ARTICLE –
[Begin]

After-acquired property of bankrupt

589.Paragraph 16 amends section 307 of the Insolvency Act 1986 to facilitate banks offering accounts to undischarged bankrupts. There is some uncertainty at present about the way in which section 307 operates in relation to bank accounts and the amendments seek to reduce a burden by removing that uncertainty. Paragraph 16, like section 307, forms part of the law of England and Wales only. It will come into force on a day to be appointed by the Secretary of State in a commencement order.

590.Section 307 allows a trustee in bankruptcy to claim by notice after-acquired property which becomes the property of the bankrupt before they are discharged (usually 12 months after the bankruptcy order was made). Where that property is or becomes money that passes through a bank account, and the trustee is unable to recover it from the bankrupt or ultimate recipient, the trustee may claim against the bank for its loss to the bankruptcy estate. Currently the trustee can consider such a claim as the bank would have been aware of the bankruptcy order.

591.Section 307(4) of the Insolvency Act 1986 prevents the trustee from taking action against certain persons who have dealt with after-acquired property in good faith and without notice of the bankruptcy – namely persons acquiring property for value and bankers entering into transactions. The amendment takes bankers outside the scope of section 307(4) and instead provides protection for them by means of a new subsection (4A) inserted into section 307. The new subsection (4A) prevents a trustee making a claim against a bank in circumstances where the bank has not been served with notice by the trustee specifically regarding the after-acquired property he or she wishes to claim, regardless of whether the bank has notice of the bankruptcy.

[End]

WHAT TO PRODUCE –
Can you reproduce the text on after-acquired property of a bankrupt word for word, from its heading to its last line?

RECORDS SHOWN –
[Begin]

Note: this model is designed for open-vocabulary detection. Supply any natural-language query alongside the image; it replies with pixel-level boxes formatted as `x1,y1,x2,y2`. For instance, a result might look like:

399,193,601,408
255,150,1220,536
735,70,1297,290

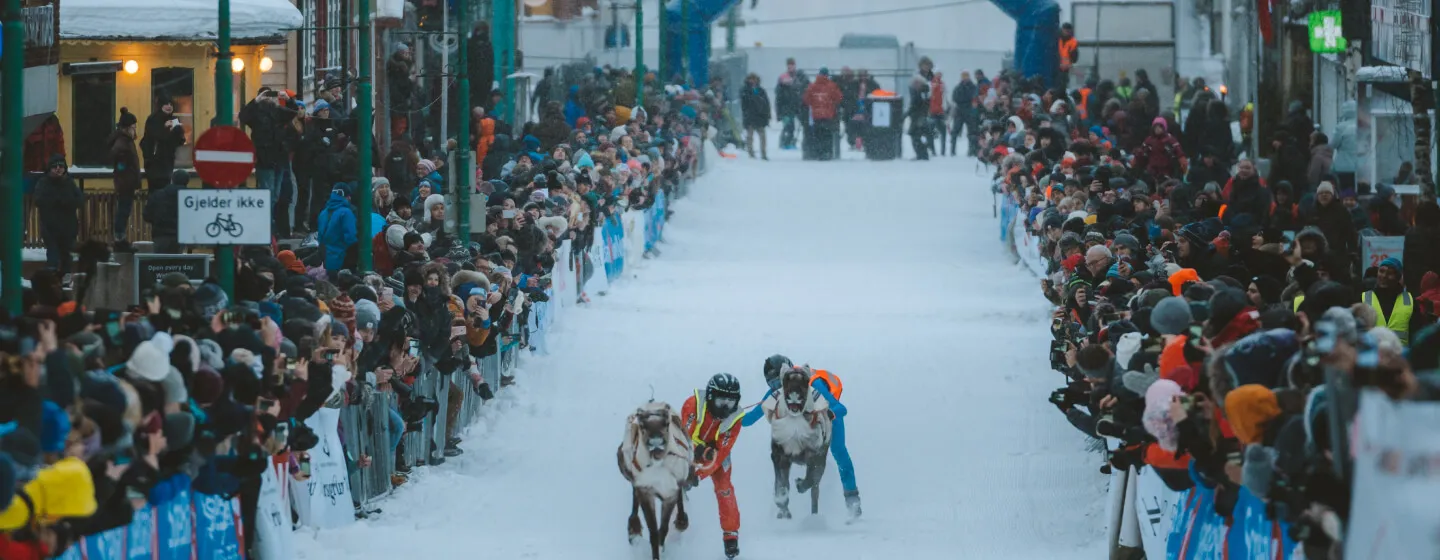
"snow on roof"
60,0,304,40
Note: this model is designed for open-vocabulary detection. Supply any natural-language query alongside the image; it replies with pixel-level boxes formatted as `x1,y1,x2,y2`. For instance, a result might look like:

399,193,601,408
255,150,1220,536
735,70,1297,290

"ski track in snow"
295,135,1106,560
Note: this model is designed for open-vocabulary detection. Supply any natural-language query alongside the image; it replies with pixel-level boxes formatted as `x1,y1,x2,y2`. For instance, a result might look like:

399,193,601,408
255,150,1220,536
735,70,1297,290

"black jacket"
740,85,770,128
140,111,184,174
35,173,85,242
145,183,180,236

[End]

ANSWER IN FULL –
After-acquired property of bankrupt

589.Paragraph 16 amends section 307 of the Insolvency Act 1986 to facilitate banks offering accounts to undischarged bankrupts. There is some uncertainty at present about the way in which section 307 operates in relation to bank accounts and the amendments seek to reduce a burden by removing that uncertainty. Paragraph 16, like section 307, forms part of the law of England and Wales only. It will come into force on a day to be appointed by the Secretary of State in a commencement order.

590.Section 307 allows a trustee in bankruptcy to claim by notice after-acquired property which becomes the property of the bankrupt before they are discharged (usually 12 months after the bankruptcy order was made). Where that property is or becomes money that passes through a bank account, and the trustee is unable to recover it from the bankrupt or ultimate recipient, the trustee may claim against the bank for its loss to the bankruptcy estate. Currently the trustee can consider such a claim as the bank would have been aware of the bankruptcy order.

591.Section 307(4) of the Insolvency Act 1986 prevents the trustee from taking action against certain persons who have dealt with after-acquired property in good faith and without notice of the bankruptcy – namely persons acquiring property for value and bankers entering into transactions. The amendment takes bankers outside the scope of section 307(4) and instead provides protection for them by means of a new subsection (4A) inserted into section 307. The new subsection (4A) prevents a trustee making a claim against a bank in circumstances where the bank has not been served with notice by the trustee specifically regarding the after-acquired property he or she wishes to claim, regardless of whether the bank has notice of the bankruptcy.